[EXTRACTED ENTRIES start]

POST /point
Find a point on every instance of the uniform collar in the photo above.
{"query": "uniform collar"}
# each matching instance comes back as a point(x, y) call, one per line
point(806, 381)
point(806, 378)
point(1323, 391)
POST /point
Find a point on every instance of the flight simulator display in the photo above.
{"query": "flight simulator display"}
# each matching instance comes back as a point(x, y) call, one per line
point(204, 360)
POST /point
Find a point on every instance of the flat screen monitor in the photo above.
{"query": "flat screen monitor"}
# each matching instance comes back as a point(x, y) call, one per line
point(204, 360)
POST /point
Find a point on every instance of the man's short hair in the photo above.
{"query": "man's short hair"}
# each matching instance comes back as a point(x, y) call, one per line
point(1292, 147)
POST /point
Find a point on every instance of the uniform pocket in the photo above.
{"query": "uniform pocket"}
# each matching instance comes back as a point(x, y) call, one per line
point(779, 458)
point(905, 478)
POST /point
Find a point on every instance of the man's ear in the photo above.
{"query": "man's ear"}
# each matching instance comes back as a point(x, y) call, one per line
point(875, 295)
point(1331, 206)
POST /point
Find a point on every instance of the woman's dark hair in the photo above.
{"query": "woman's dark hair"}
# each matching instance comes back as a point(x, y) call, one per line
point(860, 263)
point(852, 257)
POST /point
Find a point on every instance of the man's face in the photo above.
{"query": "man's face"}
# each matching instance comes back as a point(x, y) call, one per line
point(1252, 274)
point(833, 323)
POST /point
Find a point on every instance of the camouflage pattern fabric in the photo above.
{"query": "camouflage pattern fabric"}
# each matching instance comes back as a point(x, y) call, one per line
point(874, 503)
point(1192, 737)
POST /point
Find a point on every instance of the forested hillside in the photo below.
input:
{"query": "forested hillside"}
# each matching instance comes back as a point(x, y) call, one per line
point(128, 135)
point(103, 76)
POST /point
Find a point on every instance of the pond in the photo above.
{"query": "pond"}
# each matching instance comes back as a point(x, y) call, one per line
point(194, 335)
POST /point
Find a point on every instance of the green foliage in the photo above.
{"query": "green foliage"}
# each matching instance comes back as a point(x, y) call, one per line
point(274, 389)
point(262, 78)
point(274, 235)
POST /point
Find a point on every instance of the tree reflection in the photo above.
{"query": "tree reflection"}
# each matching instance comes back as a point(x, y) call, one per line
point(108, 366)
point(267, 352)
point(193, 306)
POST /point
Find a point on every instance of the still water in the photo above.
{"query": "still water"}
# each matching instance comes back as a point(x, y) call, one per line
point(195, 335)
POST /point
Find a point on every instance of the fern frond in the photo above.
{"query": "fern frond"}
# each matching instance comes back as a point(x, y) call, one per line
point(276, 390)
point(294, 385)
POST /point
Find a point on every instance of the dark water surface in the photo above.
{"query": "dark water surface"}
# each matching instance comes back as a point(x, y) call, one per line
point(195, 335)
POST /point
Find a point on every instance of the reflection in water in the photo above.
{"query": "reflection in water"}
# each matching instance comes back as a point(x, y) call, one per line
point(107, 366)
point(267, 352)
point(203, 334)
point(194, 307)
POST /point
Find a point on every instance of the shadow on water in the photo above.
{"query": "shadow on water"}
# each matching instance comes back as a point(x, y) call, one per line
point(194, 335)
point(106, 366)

[EXTRACTED ENTRIES end]

Please format all of the material above as a two-column CSV with the header input,output, one row for each POST /point call. Put the text of that call in input and the point lines that follow it in output, each in a single quoted field with line breaks turned into spaces.

input,output
"POST /point Find a point on every instance of the uniform collar in the photo above. {""query"": ""uniform collar""} # each matching instance comes back as a point(x, y) call, one per line","point(806, 381) point(806, 378) point(1323, 391)"
"POST /point Find a point on every instance of the flight simulator display in the photo above. {""query"": ""flight simulator display""} # each matching instance comes back as a point(x, y) call, one per line","point(204, 360)"
"POST /point Find a point on every instance of the flat screen monitor in the photo above. {""query"": ""flat screen monitor""} # each matching instance comes back as a point(x, y) call, one per line","point(204, 360)"
"POST /point Find a point on every instance of the man's short hair in the photo above. {""query"": ""man's short hair""} # each matching instance comes back as a point(x, y) call, one per line","point(1292, 147)"
"POST /point Find a point on every instance of the uniform pocket in the photo above. {""query"": ""uniform pocket""} # each matching instance comes back as a point(x, y) call, one per line","point(779, 458) point(905, 478)"
"POST /point Find a point on every instance of the man's ear in the photo above. {""query"": ""man's ear""} # each matching instance comes back as a point(x, y) call, one per line","point(875, 295) point(1331, 206)"
"POST /point Find a point on every instance of the woman's dark hair in the photo above. {""query"": ""woman's dark hair""} # each matching instance comes back as a point(x, y) call, one per line","point(860, 263) point(852, 257)"
"POST /point Find a point on every instance of the man's face in the photo above. {""query"": ""man's face""} # each matching instance comes back as a point(x, y) call, one per line","point(1252, 274) point(833, 323)"
"POST /point Find a point on every instance of the camouflage pattern fabric in the photo above. {""query"": ""camouflage pattern fabric""} # each matching instance comes back as a point(x, y) call, one per line","point(874, 503) point(1192, 737)"
"POST /point Find a point on every instance of the forested hillside in the photo below. input: {""query"": ""forested hillside""} # each matching instance comes back as a point(x, y) call, one per line","point(128, 135) point(103, 76)"
"POST /point Find a point on every instance of the pond in the photo above. {""query"": ""pond""} # each matching instance comes back as a point(x, y) call, one per line","point(194, 335)"
"POST /point Find a point on every instance of the green foliage in the photo above. {""query"": ""green foliage""} # each matching instance comes back as a point(x, y) call, one per line","point(274, 389) point(262, 78) point(274, 235)"
"POST /point Find a point on every instance of the tree reflection in the photo above. {""query"": ""tree reflection""} # each matching instance comes back as a point(x, y) call, one per line","point(108, 366) point(267, 352) point(193, 306)"
"POST /point Find a point on every instance of the still water in the photo above. {""query"": ""still water""} # each matching instance comes back as a point(x, y) call, one per line","point(195, 335)"
"POST /point Find a point on every instance of the fern frond in the photo above. {""query"": ""fern frond""} # each matching instance comes back as a point(x, y) call, one per line","point(276, 390) point(294, 385)"
"POST /point Find a point on every instance of the dark water surface in the photo above. {""query"": ""dark water surface""} # each matching instance comes back as a point(x, y) call, one per line","point(195, 335)"
"POST /point Find a point on every instance of the reflection in water in the photo above. {""query"": ""reflection in water""} # each matching instance comes back as a point(x, y) call, one per line","point(107, 366) point(267, 352) point(203, 334) point(194, 307)"
"POST /point Find a point on every instance of the shadow on water in the photo above. {""query"": ""shadow on water""} # each matching instance comes back as a point(x, y) call, one per line","point(194, 335) point(106, 366)"